/---
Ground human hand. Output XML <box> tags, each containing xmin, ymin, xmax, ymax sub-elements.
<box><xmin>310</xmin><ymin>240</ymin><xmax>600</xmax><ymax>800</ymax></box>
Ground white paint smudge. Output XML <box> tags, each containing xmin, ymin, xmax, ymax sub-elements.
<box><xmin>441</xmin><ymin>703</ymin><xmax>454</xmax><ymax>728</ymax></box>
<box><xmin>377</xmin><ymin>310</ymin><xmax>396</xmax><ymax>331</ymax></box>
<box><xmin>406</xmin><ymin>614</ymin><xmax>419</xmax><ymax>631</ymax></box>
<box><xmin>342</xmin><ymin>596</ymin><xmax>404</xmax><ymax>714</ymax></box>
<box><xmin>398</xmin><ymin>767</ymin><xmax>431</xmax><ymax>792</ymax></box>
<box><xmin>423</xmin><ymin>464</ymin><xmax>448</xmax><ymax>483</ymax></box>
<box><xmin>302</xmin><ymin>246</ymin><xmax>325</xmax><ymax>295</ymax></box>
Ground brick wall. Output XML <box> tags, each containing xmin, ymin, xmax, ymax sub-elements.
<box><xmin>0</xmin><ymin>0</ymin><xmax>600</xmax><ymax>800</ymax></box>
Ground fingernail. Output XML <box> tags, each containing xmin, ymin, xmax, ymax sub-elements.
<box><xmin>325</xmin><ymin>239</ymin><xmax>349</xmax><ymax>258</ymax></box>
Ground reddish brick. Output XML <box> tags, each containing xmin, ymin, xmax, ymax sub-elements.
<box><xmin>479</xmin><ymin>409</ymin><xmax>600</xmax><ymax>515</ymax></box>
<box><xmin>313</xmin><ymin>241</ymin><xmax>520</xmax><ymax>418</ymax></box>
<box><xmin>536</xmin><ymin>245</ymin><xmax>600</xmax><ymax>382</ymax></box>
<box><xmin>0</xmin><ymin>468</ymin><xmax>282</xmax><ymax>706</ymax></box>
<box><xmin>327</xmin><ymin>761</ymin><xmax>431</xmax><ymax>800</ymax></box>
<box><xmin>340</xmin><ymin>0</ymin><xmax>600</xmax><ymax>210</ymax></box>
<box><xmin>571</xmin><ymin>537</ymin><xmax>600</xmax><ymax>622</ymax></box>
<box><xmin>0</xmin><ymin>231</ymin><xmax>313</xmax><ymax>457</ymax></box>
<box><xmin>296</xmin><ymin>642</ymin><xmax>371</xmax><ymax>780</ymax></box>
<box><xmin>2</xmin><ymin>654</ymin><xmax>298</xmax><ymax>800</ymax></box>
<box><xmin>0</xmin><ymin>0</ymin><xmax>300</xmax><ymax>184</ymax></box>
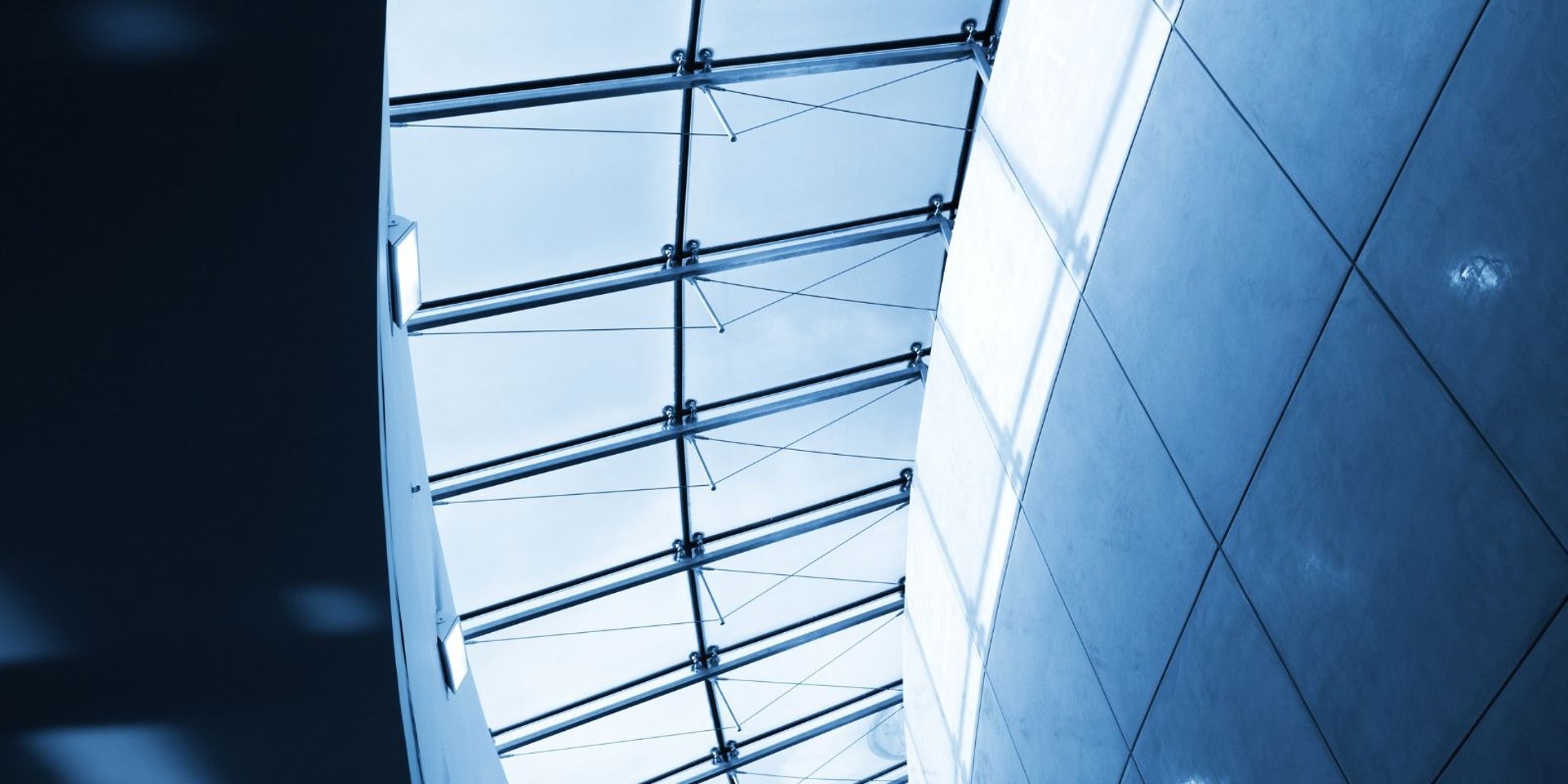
\---
Requirement: Update the listing above by replacing "Ground" with "Locate" wherever it occurs and leaving everything else unchanged. Omit the pictures from your answer.

Reply to the task:
Locate human hand. Output XML <box> tags, each containing xmin, ymin, xmax, ymax sub-elements.
<box><xmin>310</xmin><ymin>240</ymin><xmax>600</xmax><ymax>800</ymax></box>
Locate white paint smudge. Output XML <box> tags, each containing xmin, ymin, xmax, ymax sub-elements.
<box><xmin>441</xmin><ymin>703</ymin><xmax>454</xmax><ymax>728</ymax></box>
<box><xmin>377</xmin><ymin>310</ymin><xmax>396</xmax><ymax>331</ymax></box>
<box><xmin>406</xmin><ymin>614</ymin><xmax>419</xmax><ymax>631</ymax></box>
<box><xmin>342</xmin><ymin>596</ymin><xmax>404</xmax><ymax>714</ymax></box>
<box><xmin>398</xmin><ymin>767</ymin><xmax>431</xmax><ymax>792</ymax></box>
<box><xmin>423</xmin><ymin>464</ymin><xmax>448</xmax><ymax>483</ymax></box>
<box><xmin>302</xmin><ymin>246</ymin><xmax>325</xmax><ymax>295</ymax></box>
Locate brick wall. Output XML <box> tags, each containing xmin, ymin, xmax, ymax sub-elements.
<box><xmin>0</xmin><ymin>0</ymin><xmax>600</xmax><ymax>800</ymax></box>
Locate fingernail. Output XML <box> tags, each containing xmin, ymin, xmax, ymax sub-elements.
<box><xmin>325</xmin><ymin>239</ymin><xmax>349</xmax><ymax>258</ymax></box>
Locate reddish brick. Output XML <box> tags, each containing xmin, ymin, xmax, ymax sub-elements.
<box><xmin>479</xmin><ymin>409</ymin><xmax>600</xmax><ymax>515</ymax></box>
<box><xmin>313</xmin><ymin>241</ymin><xmax>520</xmax><ymax>418</ymax></box>
<box><xmin>536</xmin><ymin>245</ymin><xmax>600</xmax><ymax>382</ymax></box>
<box><xmin>0</xmin><ymin>468</ymin><xmax>282</xmax><ymax>706</ymax></box>
<box><xmin>327</xmin><ymin>761</ymin><xmax>431</xmax><ymax>800</ymax></box>
<box><xmin>340</xmin><ymin>0</ymin><xmax>600</xmax><ymax>210</ymax></box>
<box><xmin>571</xmin><ymin>537</ymin><xmax>600</xmax><ymax>622</ymax></box>
<box><xmin>0</xmin><ymin>231</ymin><xmax>313</xmax><ymax>457</ymax></box>
<box><xmin>296</xmin><ymin>642</ymin><xmax>371</xmax><ymax>780</ymax></box>
<box><xmin>2</xmin><ymin>654</ymin><xmax>298</xmax><ymax>800</ymax></box>
<box><xmin>0</xmin><ymin>0</ymin><xmax>300</xmax><ymax>184</ymax></box>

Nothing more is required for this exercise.